» **Point labeling examples**
○ ○ ○ ○

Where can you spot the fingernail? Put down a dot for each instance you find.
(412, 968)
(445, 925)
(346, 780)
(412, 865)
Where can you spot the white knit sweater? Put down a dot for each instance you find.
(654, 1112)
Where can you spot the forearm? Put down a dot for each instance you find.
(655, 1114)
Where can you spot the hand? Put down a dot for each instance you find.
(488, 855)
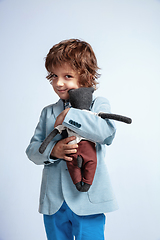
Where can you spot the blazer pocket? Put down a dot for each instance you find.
(101, 189)
(44, 184)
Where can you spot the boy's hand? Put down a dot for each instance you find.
(61, 117)
(62, 149)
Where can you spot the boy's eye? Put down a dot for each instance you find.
(53, 75)
(68, 76)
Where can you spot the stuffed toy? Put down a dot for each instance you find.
(83, 166)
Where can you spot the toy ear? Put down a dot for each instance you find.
(81, 98)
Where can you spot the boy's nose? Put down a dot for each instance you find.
(60, 82)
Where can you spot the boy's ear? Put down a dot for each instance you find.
(92, 89)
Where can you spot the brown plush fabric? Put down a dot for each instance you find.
(86, 173)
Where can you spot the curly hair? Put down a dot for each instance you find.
(79, 55)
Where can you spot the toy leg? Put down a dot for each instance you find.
(85, 157)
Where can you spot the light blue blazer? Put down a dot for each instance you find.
(57, 185)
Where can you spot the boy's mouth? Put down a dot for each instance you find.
(62, 90)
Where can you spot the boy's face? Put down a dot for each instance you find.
(63, 79)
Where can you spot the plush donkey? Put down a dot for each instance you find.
(83, 166)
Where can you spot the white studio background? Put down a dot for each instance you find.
(125, 36)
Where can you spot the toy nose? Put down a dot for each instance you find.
(60, 82)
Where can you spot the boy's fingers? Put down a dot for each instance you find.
(68, 158)
(69, 139)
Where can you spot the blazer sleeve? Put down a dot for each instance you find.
(32, 150)
(90, 126)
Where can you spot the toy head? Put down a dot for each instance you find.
(81, 98)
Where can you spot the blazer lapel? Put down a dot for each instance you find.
(58, 108)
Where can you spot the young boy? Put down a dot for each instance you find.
(67, 212)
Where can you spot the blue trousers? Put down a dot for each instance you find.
(65, 224)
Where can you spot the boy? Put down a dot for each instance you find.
(67, 212)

○ ○ ○ ○

» **Your instructions**
Format every line of the entries above as a numbered list, skipping any blank lines and leaving the pictures out.

» **Result of this task**
1. Where can you spot the fingernail? Put down a dot for each instance you find.
2. (412, 968)
3. (445, 925)
4. (346, 780)
5. (412, 865)
6. Where can you spot the white knit sweater? Put down a dot for each instance you find.
7. (654, 1112)
8. Where can you spot the forearm? Put down a dot for each instance you find.
9. (655, 1114)
10. Where can you spot the hand? Put down a dot for each instance you find.
11. (488, 855)
12. Where can you spot the blazer pocket? Put down a dot for each instance you find.
13. (101, 189)
14. (44, 184)
15. Where can you spot the boy's hand? Put down a dot for each instance you find.
16. (61, 117)
17. (62, 149)
18. Where can you spot the boy's eye? Put down a dot for each instance you find.
19. (53, 75)
20. (68, 76)
21. Where can you spot the stuffed toy? Put down a dot for each instance you find.
22. (83, 166)
23. Where can you spot the toy ear? Put down a dot for each instance you find.
24. (81, 98)
25. Where can you spot the boy's nose? Put down a dot for each instance you find.
26. (60, 82)
27. Where can you spot the boy's ear? Put down a dot for each instance you find.
28. (92, 89)
29. Where can you spot the brown plush fabric? Put down a dot for each instance you find.
30. (86, 173)
31. Where can you spot the curly hair? Put down a dot for each instance you find.
32. (79, 55)
33. Where can you spot the toy leg? Put down a dot for each instance you find.
34. (85, 157)
35. Where can you spot the light blue blazer? Put down a dot for each instance you find.
36. (57, 185)
37. Where can you spot the boy's mouth? Put down a dot for each instance you find.
38. (62, 90)
39. Where can you spot the boy's face? Put down a dot for each instance you find.
40. (63, 79)
41. Where can you spot the plush donkey? Put down a dot for each instance you find.
42. (83, 166)
43. Where can you spot the white studio background? Put down a dot for each instance you find.
44. (125, 36)
45. Where can you spot the toy nose? Put down a dot for each instance you find.
46. (60, 82)
47. Where can you spot the boy's fingers? Put down a dot for each instance you find.
48. (68, 158)
49. (69, 139)
50. Where can you spot the blazer sleeve? Put down a dot for each instance you find.
51. (32, 150)
52. (90, 126)
53. Where can you spot the toy head? Put down a dot for each instance you find.
54. (81, 98)
55. Where can you spot the blazer lapel? Put down a dot for each instance you find.
56. (58, 108)
57. Where can you spot the young boy? Put down a dot for each instance you find.
58. (67, 212)
59. Where can you spot the blue trousers? Put down a dot for each instance you find.
60. (65, 224)
61. Where can you spot the boy? Put down a dot for each instance you find.
62. (67, 212)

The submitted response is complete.